---------- Texto fornecido ----------

1. O Direito e a ciência
As relações entre o pensamento acadêmico e a prática científica são complexas. Em poucos campos do conhecimento tais relações são ainda mais problemáticas como no do Direito. [1]
Antes de tudo, pode ocorrer alguma subestimação, ainda que inconsciente, da presença de premissas verdadeiramente científicas nas disciplinas ligadas às chamadas ciências humanas, como se somente tal ocorresse nas disciplinas ligadas às ciências naturais.
Sem dúvida, deve-se a Kelsen boa parte do esforço intelectual pelo qual, hoje, logrou-se desmistificar os dogmas jurídicos como produto da ciência pura (como se tratassem de meras operações lógico-dedutivas), quando, na realidade, toda argumentação jurídica está necessariamente embasada em premissas valorativas. Direito não é matemática e, assim, pode-se dizer que uma das importantes tarefas da ciência jurídica seja justamente a de discernir quais as premissas valorativas subjacentes a todo discurso jurídico (inclusive na decisão judicial). Se não é admissível a simplificação inocente de qualificar o discurso jurídico como “certo” ou “errado” (sob a óptica matemática), tampouco faz qualquer sentido pretender qualificá-lo como “justo” ou “injusto” de um ponto de vista meramente subjetivo, ainda que supostamente “universalizado” ao abrigo de determinada abordagem filosófica (como, por exemplo, o direito natural).
Ocorre que, exorcizado o fantasma do farisaísmo jurídico pelo qual decisões fundadas em escolhas axiológicas (e, assim, de conteúdo político determinável) são apresentadas como inquestionáveis verdades matemáticas, há o risco de se cair no extremo oposto, ou seja, o do voluntarismo judicial. Assim, é igualmente um equívoco se pensar a decisão judicial como produto do exclusivo critério valorativo do magistrado (ou de sua suposta “descoberta” ou “iluminação” estritamente pessoal e, assim, igualmente inquestionável), desligado de qualquer lógica jurídica que, sistematicamente, integre todo o ordenamento jurídico e se componha dentro de um concreto poder judicial.

---------- Linhas extraídas ----------

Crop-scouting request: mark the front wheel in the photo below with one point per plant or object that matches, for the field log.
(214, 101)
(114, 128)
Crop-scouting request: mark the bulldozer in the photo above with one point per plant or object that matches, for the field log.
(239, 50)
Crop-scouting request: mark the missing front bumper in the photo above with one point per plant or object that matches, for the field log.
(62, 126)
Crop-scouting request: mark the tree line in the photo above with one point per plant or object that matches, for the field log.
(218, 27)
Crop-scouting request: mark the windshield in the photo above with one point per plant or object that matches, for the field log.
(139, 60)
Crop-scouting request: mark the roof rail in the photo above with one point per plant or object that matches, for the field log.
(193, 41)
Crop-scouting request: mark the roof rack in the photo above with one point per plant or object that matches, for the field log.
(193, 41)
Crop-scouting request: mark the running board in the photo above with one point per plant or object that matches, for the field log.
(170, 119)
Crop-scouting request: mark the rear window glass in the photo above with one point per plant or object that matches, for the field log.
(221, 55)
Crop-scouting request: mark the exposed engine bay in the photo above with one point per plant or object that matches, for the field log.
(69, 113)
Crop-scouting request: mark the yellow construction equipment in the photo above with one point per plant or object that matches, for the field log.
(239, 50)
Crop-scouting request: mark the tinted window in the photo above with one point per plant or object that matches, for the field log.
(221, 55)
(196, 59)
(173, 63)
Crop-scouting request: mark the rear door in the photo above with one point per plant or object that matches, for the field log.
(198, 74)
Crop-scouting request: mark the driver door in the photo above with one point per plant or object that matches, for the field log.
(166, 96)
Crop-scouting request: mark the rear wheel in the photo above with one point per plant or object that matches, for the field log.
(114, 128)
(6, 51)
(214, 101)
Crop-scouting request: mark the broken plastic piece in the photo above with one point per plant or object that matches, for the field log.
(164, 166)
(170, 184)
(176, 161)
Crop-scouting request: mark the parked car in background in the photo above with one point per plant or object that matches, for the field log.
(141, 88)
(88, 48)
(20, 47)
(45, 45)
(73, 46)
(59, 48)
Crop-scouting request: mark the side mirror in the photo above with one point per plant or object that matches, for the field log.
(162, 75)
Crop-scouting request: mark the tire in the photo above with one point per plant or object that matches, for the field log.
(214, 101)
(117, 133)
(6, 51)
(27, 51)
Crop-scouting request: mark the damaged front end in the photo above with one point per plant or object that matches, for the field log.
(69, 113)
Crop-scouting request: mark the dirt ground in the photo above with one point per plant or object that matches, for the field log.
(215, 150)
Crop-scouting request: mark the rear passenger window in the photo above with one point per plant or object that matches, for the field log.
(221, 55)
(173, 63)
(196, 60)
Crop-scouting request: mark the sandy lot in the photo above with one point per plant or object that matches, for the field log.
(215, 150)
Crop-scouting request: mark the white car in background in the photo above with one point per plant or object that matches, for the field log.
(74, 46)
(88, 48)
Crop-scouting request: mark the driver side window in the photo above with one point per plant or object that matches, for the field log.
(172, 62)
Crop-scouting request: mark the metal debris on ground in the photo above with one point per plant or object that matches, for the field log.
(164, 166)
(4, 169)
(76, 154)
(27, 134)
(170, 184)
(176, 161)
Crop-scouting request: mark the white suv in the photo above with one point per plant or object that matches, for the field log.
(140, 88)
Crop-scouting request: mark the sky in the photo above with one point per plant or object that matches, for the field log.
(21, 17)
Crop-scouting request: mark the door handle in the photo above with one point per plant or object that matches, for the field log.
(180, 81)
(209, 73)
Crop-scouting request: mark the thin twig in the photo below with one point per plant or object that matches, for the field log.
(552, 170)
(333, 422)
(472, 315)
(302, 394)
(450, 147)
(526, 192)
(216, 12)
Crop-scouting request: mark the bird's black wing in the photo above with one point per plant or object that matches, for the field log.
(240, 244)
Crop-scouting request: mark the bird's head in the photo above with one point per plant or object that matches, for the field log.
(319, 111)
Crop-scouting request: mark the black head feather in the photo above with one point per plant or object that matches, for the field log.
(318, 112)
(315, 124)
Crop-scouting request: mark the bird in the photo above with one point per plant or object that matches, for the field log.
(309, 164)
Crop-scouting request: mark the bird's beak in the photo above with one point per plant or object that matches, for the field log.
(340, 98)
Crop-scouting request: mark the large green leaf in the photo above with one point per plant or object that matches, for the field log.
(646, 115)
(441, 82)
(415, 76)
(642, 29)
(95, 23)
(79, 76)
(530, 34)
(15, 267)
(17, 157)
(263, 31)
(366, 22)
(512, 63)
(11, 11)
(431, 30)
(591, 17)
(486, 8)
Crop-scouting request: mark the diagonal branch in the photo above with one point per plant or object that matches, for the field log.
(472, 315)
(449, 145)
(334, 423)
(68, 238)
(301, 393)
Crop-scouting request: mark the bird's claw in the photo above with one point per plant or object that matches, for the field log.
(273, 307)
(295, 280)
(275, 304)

----------

Tarefas –
1. Com base no texto sobre o Direito e a ciência, explique em até três frases por que não cabe qualificar o discurso jurídico como "certo" ou "errado" sob a óptica matemática.
2. No texto sobre o Direito e a ciência, a quem se deve boa parte do esforço intelectual para desmistificar os dogmas jurídicos como produto da ciência pura?
3. Relacione todas as palavras que o texto sobre o Direito e a ciência coloca entre aspas.

Respostas –
1. Toda argumentação jurídica está necessariamente embasada em premissas valorativas, e o Direito não é matemática. Os dogmas jurídicos não são produto da ciência pura nem meras operações lógico-dedutivas.

2. A Kelsen.

3. certo, errado, justo, injusto, universalizado, descoberta, iluminação